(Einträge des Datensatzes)
☆ ☆ ☆ ☆ ☆ ☆ ☆
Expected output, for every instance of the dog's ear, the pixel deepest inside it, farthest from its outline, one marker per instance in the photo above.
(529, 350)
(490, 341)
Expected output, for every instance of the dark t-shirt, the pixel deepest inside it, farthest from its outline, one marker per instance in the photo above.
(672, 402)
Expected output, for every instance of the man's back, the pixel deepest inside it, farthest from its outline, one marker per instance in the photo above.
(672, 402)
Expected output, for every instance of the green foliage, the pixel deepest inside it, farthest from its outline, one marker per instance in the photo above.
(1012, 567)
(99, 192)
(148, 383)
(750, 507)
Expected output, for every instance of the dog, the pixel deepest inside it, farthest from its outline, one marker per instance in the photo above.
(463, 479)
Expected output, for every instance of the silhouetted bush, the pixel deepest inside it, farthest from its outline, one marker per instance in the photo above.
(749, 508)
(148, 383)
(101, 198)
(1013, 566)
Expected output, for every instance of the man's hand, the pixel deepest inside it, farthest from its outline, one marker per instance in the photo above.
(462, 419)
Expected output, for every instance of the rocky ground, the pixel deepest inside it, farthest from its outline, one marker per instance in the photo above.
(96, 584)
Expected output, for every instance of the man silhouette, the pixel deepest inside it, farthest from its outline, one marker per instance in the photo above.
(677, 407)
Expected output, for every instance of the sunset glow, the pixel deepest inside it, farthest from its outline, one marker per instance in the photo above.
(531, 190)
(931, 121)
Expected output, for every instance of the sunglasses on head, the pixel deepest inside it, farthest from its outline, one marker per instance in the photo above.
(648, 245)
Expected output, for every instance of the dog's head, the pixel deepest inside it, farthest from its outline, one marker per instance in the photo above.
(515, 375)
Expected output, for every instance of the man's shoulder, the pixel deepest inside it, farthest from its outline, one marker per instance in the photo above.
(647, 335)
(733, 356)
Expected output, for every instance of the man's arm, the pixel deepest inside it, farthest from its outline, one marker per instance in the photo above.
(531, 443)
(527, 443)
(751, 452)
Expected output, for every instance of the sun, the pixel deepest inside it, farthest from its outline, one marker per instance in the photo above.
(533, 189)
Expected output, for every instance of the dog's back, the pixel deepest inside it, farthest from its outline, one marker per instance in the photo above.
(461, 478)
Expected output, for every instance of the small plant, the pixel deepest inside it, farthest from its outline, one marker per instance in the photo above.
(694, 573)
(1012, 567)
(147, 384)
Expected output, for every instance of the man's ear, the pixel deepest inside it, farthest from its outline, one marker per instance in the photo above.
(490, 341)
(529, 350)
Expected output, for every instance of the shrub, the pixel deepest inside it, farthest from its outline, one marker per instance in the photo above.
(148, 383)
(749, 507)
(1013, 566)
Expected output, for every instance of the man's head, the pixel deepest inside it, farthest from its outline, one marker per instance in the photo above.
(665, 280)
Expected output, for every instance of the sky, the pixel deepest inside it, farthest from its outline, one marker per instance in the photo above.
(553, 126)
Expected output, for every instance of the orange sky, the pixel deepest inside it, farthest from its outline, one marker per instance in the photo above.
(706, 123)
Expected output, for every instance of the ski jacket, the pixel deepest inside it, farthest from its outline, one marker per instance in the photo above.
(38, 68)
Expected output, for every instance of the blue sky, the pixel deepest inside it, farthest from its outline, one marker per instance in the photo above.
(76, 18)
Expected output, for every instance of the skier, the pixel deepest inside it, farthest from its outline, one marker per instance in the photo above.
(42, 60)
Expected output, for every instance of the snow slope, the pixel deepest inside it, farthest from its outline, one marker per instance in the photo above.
☆ ☆ ☆ ☆ ☆ ☆ ☆
• **Deine Aufgabe**:
Schreibe alle obigen Datensätze Zeile für Zeile und ohne jede Änderung ab.

• **Erwartete Antwort**:
Expected output, for every instance of the dog's ear, the pixel deepest inside it, farthest from its outline, one marker per instance in the photo above.
(529, 350)
(490, 341)
Expected output, for every instance of the dark t-shirt, the pixel deepest inside it, farthest from its outline, one marker per instance in the photo above.
(672, 402)
Expected output, for every instance of the man's back, the pixel deepest inside it, farthest from its outline, one marker per instance in the photo above.
(672, 402)
Expected output, for every instance of the green foliage, the pixel deepest inside it, farthest from its outline, one marker per instance in the photo above.
(1012, 567)
(99, 192)
(148, 383)
(750, 507)
Expected output, for every instance of the dog, the pixel deepest inside it, farthest from its outline, one marker per instance in the photo above.
(463, 479)
Expected output, for every instance of the silhouetted bush, the pixel deepest inside it, farthest from its outline, one marker per instance in the photo above.
(749, 508)
(148, 383)
(101, 198)
(1013, 566)
Expected output, for every instance of the man's hand, the pixel deepest inside it, farthest from its outline, one marker per instance in the photo above.
(462, 419)
Expected output, for every instance of the rocky ground, the pixel deepest inside it, farthest from its outline, one marker per instance in the photo above.
(96, 584)
Expected output, for every instance of the man silhouette, the pixel deepest inside it, farthest from its outline, one marker per instance in the photo above.
(677, 407)
Expected output, for every instance of the sunset glow, the pixel deepest inside it, farthest from its outline, one marker per instance in the photo above.
(531, 190)
(931, 121)
Expected output, for every instance of the sunglasses on head, the pixel deepest inside it, farthest from its outline, one marker per instance in the photo above.
(648, 245)
Expected output, for every instance of the dog's head, the pixel deepest inside it, farthest from its outline, one marker per instance in the photo above.
(515, 375)
Expected output, for every instance of the man's shoulder, the pixel deepest inside it, farthest from its outline, one marker per instance in the photo above.
(647, 335)
(733, 356)
Expected output, for every instance of the man's arm, the pixel deepest inside it, farthest from its outline, one marker per instance in the photo above.
(531, 443)
(527, 443)
(751, 452)
Expected output, for every instance of the sun, the pixel deepest inside it, farthest from its outline, one marker per instance in the photo above.
(533, 189)
Expected output, for every instance of the dog's back, the pixel deepest inside it, farthest from its outline, one marker per instance in the photo above.
(461, 478)
Expected output, for every instance of the small plant, the pixel deepest inside it, farthest from its outline, one marker per instance in the photo above.
(694, 573)
(1012, 567)
(147, 384)
Expected output, for every instance of the man's ear, the pixel deepest inside it, farthest from its outline, one marker per instance in the photo above.
(490, 341)
(529, 350)
Expected output, for every instance of the shrub, the pixel deepest inside it, farthest from its outline, one marker per instance in the photo above.
(148, 383)
(749, 507)
(1013, 566)
Expected output, for every instance of the man's head, the pixel deepest inside it, farthest from its outline, one marker per instance in the photo above.
(665, 280)
Expected output, for every instance of the sky, the pixel deepest inside it, farthest from its outline, one marker per instance in the photo above.
(553, 126)
Expected output, for every instance of the orange sky, the pixel deepest inside it, farthest from its outline, one marker per instance in the photo above.
(706, 123)
Expected output, for every instance of the ski jacket, the pixel deepest inside it, farthest from its outline, one marker per instance in the photo above.
(38, 68)
Expected output, for every instance of the blue sky, the pixel deepest inside it, farthest from its outline, one marker per instance in the photo above.
(76, 18)
Expected output, for every instance of the skier, the pixel deepest inside it, farthest from its outline, one marker per instance in the photo above.
(42, 60)
Expected output, for every instance of the snow slope, the pixel deepest inside it, farthest from its outline, one marker per instance in the photo above.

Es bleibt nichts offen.